[EXERCISE DATA Boundary: Start]

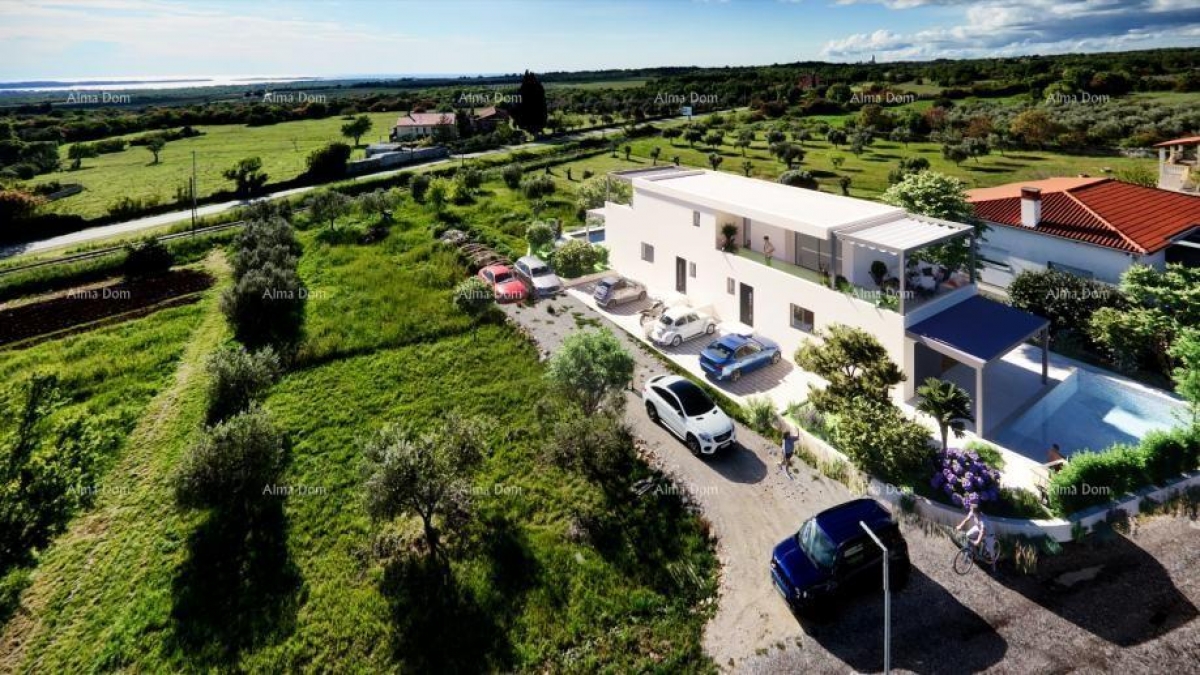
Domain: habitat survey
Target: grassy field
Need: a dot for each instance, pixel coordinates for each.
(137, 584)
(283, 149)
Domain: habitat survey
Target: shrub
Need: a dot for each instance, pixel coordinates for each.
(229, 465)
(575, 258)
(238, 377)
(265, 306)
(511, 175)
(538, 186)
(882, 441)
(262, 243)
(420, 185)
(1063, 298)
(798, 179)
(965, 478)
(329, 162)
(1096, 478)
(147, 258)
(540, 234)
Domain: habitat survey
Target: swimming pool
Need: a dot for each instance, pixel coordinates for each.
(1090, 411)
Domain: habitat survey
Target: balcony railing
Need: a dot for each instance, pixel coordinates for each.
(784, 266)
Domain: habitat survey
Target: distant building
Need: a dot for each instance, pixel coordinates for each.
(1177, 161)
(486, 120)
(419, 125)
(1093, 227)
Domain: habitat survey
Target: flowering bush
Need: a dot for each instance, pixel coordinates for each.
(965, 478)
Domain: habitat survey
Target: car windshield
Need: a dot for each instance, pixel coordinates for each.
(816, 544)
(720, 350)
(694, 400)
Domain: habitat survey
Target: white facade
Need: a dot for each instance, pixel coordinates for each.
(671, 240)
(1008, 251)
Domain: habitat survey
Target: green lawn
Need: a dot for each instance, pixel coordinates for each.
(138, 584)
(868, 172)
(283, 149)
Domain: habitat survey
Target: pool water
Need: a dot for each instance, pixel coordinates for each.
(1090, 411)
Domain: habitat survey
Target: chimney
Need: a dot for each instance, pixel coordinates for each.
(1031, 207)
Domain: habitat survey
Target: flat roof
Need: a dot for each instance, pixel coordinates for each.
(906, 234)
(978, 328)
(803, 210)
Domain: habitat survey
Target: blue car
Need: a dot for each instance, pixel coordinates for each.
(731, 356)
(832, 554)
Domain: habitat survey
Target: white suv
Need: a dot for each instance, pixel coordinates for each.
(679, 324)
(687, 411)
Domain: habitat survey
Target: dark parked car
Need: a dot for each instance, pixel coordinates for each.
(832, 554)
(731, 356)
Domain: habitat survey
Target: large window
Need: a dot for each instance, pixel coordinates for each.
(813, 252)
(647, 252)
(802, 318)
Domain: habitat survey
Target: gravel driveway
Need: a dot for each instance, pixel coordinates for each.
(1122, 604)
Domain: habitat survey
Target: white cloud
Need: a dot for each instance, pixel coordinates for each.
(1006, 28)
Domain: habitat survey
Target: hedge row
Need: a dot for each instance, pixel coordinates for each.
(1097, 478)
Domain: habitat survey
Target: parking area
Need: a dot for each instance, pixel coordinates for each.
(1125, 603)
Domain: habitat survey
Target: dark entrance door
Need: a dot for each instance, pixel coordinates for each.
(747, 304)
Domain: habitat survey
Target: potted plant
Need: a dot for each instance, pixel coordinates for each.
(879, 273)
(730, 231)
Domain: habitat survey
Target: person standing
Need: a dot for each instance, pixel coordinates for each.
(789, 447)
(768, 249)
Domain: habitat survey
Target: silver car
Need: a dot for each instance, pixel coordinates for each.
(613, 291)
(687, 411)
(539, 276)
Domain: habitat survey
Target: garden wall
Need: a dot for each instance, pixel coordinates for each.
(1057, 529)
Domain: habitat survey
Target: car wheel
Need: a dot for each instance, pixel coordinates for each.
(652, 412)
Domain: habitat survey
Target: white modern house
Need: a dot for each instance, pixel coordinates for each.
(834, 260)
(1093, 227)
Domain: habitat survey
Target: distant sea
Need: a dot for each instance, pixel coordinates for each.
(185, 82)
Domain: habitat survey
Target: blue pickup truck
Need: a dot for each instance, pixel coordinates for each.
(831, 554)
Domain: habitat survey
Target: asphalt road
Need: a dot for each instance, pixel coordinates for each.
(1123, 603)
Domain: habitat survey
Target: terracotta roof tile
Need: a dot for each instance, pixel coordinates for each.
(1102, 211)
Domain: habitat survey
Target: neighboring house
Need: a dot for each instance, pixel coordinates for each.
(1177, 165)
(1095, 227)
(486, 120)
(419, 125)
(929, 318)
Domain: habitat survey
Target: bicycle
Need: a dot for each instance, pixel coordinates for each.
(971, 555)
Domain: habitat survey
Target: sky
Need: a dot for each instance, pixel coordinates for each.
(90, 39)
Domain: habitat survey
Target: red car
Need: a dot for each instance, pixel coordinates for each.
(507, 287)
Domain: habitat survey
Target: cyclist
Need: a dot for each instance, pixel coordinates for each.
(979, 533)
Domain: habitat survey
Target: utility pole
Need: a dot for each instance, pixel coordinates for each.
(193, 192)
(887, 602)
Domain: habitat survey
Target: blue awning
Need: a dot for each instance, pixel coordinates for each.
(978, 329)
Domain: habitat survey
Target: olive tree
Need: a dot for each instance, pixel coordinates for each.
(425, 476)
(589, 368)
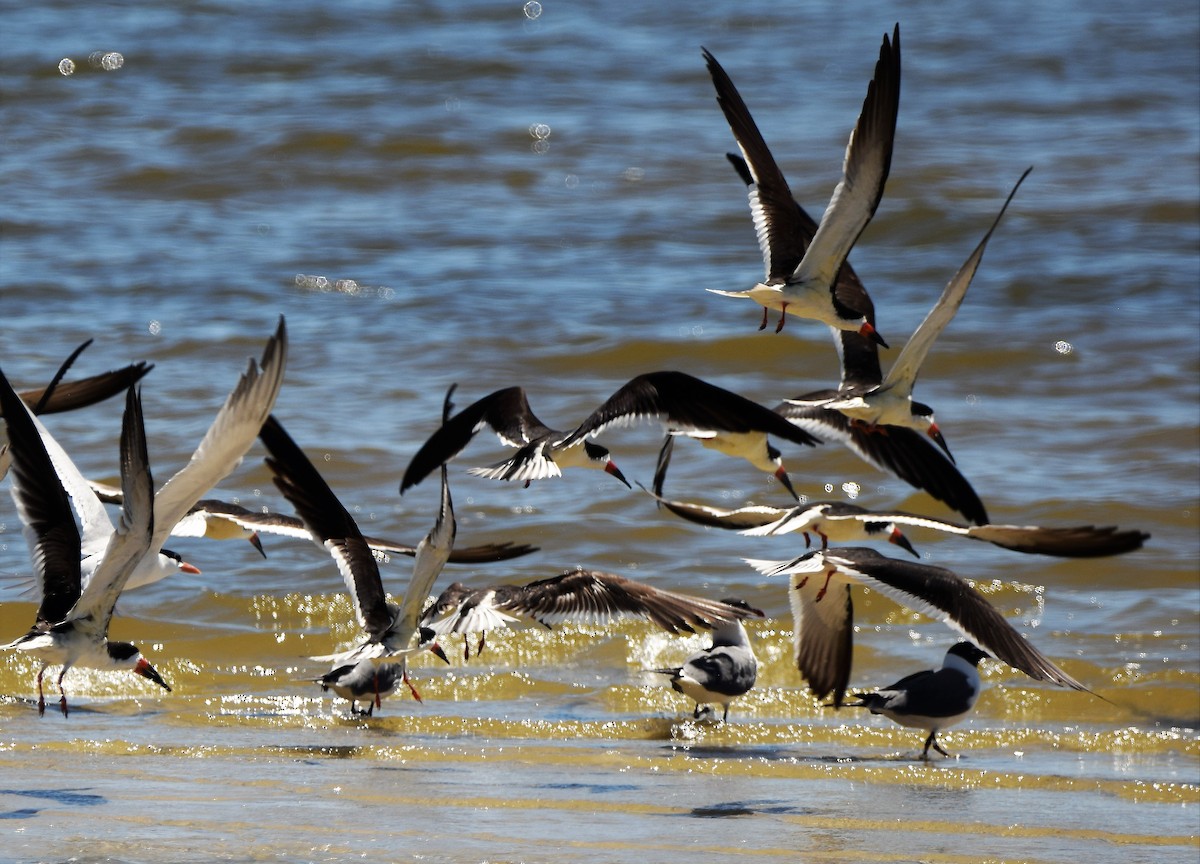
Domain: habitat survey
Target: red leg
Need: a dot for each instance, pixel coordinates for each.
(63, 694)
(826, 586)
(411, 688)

[EXERCISE DATA Boundary: End]

- _TASK ITEM_:
What is needed is an exact copy of every record above, minus the images.

- _RESULT FOR THIS EXERCISE_:
Domain: habitat survey
Target: grassy field
Need: a dot for each instance, pixel coordinates for each.
(137, 584)
(283, 149)
Domain: habitat survey
Target: shrub
Need: a dot for each instance, pixel coordinates for each.
(229, 465)
(575, 258)
(238, 377)
(265, 306)
(511, 175)
(538, 186)
(882, 441)
(262, 243)
(420, 185)
(1063, 298)
(798, 179)
(965, 478)
(329, 162)
(1096, 478)
(147, 258)
(540, 234)
Domain: habitat survey
Target: swimming pool
Need: a dot for each instance, pixel coordinates for each.
(1090, 411)
Domain: habitat survey
Target: balcony railing
Need: a dot for each instance, pixel coordinates for each.
(784, 266)
Domain: habitat survey
Target: distant building
Need: a dot for each instance, pixel coordinates for each.
(1177, 161)
(486, 120)
(419, 125)
(1093, 227)
Domain: habitat survey
Target: flowering bush
Need: a dot for each instance, pixel coordinates for each.
(965, 478)
Domain: habitat survey
Target: car windshield
Need: a dot for each instance, pixel coordinates for each.
(816, 544)
(720, 350)
(694, 400)
Domain: habitat survey
Target: white facade
Need: a dot for each instance, pixel coordinates for each.
(671, 240)
(1008, 251)
Domain: habitat survey
Target: green lawn
Need: a dot for each instance, pixel coordinates for each.
(138, 584)
(868, 172)
(283, 149)
Domain: habitat survey
Target: pool water
Need: a dot for each instance, pixel coordinates for each.
(1090, 411)
Domain: habitat survey
Target: chimney
Need: a dot for each instance, pixel coordinates for each.
(1031, 207)
Domain: habitat survey
Target: flat roof
Need: a dot for each instance, pixel coordinates for each.
(906, 234)
(978, 328)
(803, 210)
Domain: habitat survey
Target: blue car
Need: a dot for each instance, pixel coordinates for each.
(731, 356)
(832, 554)
Domain: habitat survey
Target: white suv
Need: a dot for each instance, pixel coordinates for each.
(679, 324)
(687, 411)
Domain: habitat survey
Target: dark parked car
Need: a dot for each instance, pixel coordinates for each.
(832, 554)
(731, 356)
Domain: habitat survey
Target: large window
Need: a dot for each instance, pixel coordinates for each.
(813, 252)
(647, 252)
(802, 318)
Domain: habitat survey
Target: gravel driveway
Need: a dot for each instance, pixel coordinates for each.
(1122, 604)
Domain: habitat survey
Target: white cloud
Need: a dot for each instance, pixel coordinates for each.
(1006, 28)
Domain: habitat survey
Target: hedge row
Need: a dot for each instance, pixel coordinates for each.
(1097, 478)
Domain: habitat survey
Target: parking area
Need: a dot for each instance, pixel coordinates for each.
(1125, 603)
Domain: habitat survey
Target: dark entrance door
Need: a dot for each instance, pixel coordinates for each.
(747, 304)
Domain: habitat survey
Target: potted plant
Need: a dot for each instance, pixel coordinates for each.
(879, 273)
(730, 231)
Domain: habitat survey
Target: person standing
Need: a dot for each instance, pixel coordinates for each.
(789, 447)
(768, 249)
Domain: habitat survey
Target: silver car
Need: a dot for each instance, pixel coordinates for each.
(613, 291)
(687, 411)
(539, 276)
Domain: habitat survey
Target: garden wall
Need: a dot for each instance, pixel coordinates for each.
(1057, 529)
Domain: habitat survey
Target: car wheel
Need: a dot for each instance, pixel coordinates for each.
(652, 412)
Domain: habitat survey
Target: white modern house
Need: a dot for each instance, pixel coordinates for each.
(834, 260)
(1093, 227)
Domain: habitat survey
Target: distant sea
Need: a dot for each instance, pixel coordinates for each.
(185, 82)
Domain: habitat survey
Target: blue pickup truck
Need: a dot for each instance, pixel coordinates for each.
(831, 554)
Domain: habitat survey
Target: asphalt road
Need: a dot for each instance, pixel coordinates for each.
(1123, 603)
Domain: habitat survey
Target: terracotta roof tile
Need: a dot for each instance, pixel coordinates for each.
(1102, 211)
Domain: habitat survey
Target: neighboring house
Need: a dot for each instance, pixel coordinates for each.
(1177, 165)
(1095, 227)
(486, 120)
(419, 125)
(929, 318)
Domain: habitat survey
Target: bicycle
Need: a dot for each instance, pixel coordinates for each.
(971, 555)
Domain: habitat survey
Target: sky
Need: a dot for each instance, pixel coordinates for each.
(90, 39)
Domain: habitat survey
Target: red car
Need: a dot for each instance, pixel coordinates for each.
(507, 287)
Domain: habitat survey
Target: cyclist
Need: a dot for each instance, pixel coordinates for each.
(979, 533)
Domain: habitat survey
Target: utility pole
Need: a dot for each instance, pixel coordinates for each.
(193, 192)
(887, 602)
Domain: habitat survey
Target: blue awning
Need: a dot for each instance, pixel coordinates for each.
(978, 329)
Domain: habitat survey
Target: olive tree
Need: a dot for each instance, pixel coordinates for each.
(425, 476)
(589, 368)
Domain: habitat survey
Target: red leg
Need: a dot for each instance, pixel coordinates for each.
(63, 694)
(826, 586)
(411, 688)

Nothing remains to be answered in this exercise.